**Work order**
Output the full listing exactly as written, with no pictures in it.
** Opening Input data block **
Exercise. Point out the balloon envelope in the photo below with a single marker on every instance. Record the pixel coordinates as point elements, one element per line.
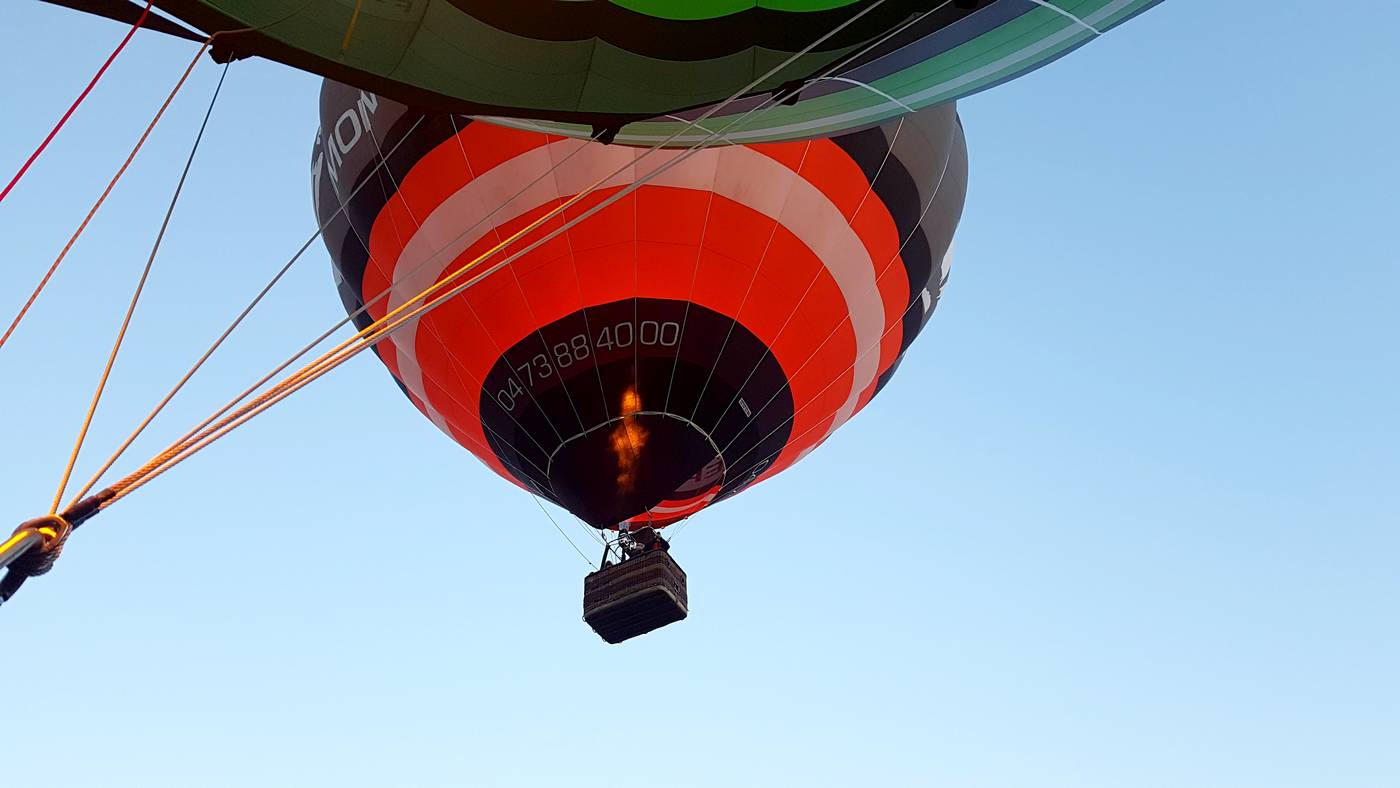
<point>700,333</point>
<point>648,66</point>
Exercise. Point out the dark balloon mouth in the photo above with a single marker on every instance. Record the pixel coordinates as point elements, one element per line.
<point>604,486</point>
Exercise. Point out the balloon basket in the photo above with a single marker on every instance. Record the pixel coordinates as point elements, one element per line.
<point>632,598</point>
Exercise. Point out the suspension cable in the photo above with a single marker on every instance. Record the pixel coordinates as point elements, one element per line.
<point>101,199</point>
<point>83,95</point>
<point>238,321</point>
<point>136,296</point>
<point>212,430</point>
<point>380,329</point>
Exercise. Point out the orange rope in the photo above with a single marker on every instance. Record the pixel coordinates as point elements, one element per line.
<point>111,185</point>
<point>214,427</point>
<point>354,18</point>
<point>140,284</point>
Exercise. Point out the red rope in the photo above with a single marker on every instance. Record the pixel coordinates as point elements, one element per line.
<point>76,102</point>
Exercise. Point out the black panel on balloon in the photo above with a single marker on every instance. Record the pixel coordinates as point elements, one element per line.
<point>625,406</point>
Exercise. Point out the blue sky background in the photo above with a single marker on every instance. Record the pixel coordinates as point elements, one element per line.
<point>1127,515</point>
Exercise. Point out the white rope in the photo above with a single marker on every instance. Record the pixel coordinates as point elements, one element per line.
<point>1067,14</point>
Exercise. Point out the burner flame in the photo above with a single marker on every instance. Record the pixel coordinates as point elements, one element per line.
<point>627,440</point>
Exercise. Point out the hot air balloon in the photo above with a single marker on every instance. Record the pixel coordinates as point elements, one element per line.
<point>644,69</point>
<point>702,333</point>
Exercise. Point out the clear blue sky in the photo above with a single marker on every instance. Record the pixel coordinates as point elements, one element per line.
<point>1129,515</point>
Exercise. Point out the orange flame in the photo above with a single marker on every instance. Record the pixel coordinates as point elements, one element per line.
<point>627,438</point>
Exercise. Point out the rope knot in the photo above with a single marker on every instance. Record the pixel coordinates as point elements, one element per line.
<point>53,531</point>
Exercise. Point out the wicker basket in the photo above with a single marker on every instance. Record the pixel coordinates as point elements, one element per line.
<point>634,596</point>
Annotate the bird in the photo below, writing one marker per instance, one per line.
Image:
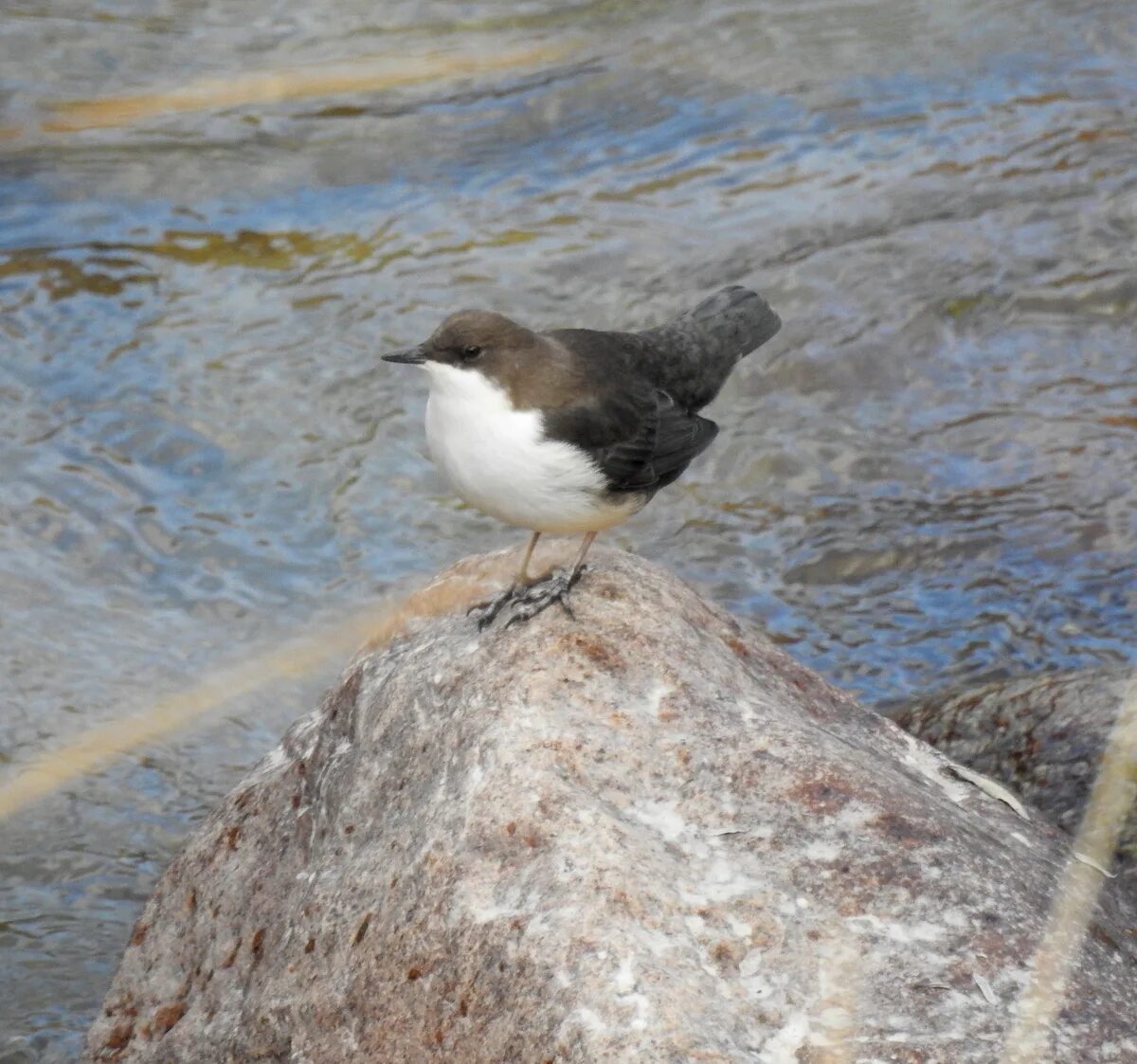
** Closing Input data block **
**Response to the exercise**
Exercise. Point out the balloon envelope in the photo below with a single marker on every instance. Record the pixel coordinates as point elements, one element per line.
<point>700,333</point>
<point>648,66</point>
Exercise. Point out the dark balloon mouth in the photo above with a single marker on every instance. Record the pixel coordinates as point elements, one element per line.
<point>604,486</point>
Exercise. Point out the balloon basket in the photo above with a single marker on every instance. Record the pixel coordinates as point elements, one element per line.
<point>632,598</point>
Exercise. Point out the suspension cable in the photo above with a single marker on every instance. Record the pixel coordinates as point elements, one element per line.
<point>101,199</point>
<point>83,95</point>
<point>238,321</point>
<point>136,296</point>
<point>212,430</point>
<point>380,329</point>
Exercise. Point out the orange rope in the photo above with a single marker on every instance. Record the pixel coordinates as point elements, one element per line.
<point>111,185</point>
<point>214,427</point>
<point>354,18</point>
<point>140,284</point>
Exercise. Point out the red rope in the photo above with a single marker on every instance. Record the pixel coordinates as point elements, one element per line.
<point>76,102</point>
Exercise. Point out the black panel on balloon in the photo above with a single marker on every instance. Record the pixel coordinates as point elements, one element per line.
<point>625,406</point>
Exercise. Point out the blue sky background in the photo above with a single marker on every instance. Record the pixel coordinates as point elements, one element per line.
<point>1127,515</point>
Exercise. Point out the white rope in the photo above with a single marker on every instance. Record the pixel coordinates as point elements, one element per line.
<point>1067,14</point>
Exercise. Point out the burner flame in the photo above with a single marker on every instance. Record the pixel coordinates as point elements, one element per line.
<point>627,440</point>
Exercise. Point out the hot air balloon in the photo above with a single marker on every instance. Record the pixel coordinates as point elements, one element per line.
<point>644,69</point>
<point>702,333</point>
Exercise. Point out the clear blue sky in the photo above with a single marker on every instance. Record the pixel coordinates as point elements, one element per line.
<point>1129,515</point>
Exercise. Point out the orange flame in the photo above with a single marker on every instance. Record the pixel coordinates as point elements, one element per line.
<point>627,438</point>
Exercise. Point out the rope knot in the photo above with a single marker on every instance. Record the pixel coordinates as point elements, one element per line.
<point>53,531</point>
Exercise. Point out the wicker basket in the photo above with a single marker on every instance. Record the pixel coordinates as point elements, one element per line.
<point>634,596</point>
Annotate the bird in the photo below, writing one marker per instance, one per line.
Image:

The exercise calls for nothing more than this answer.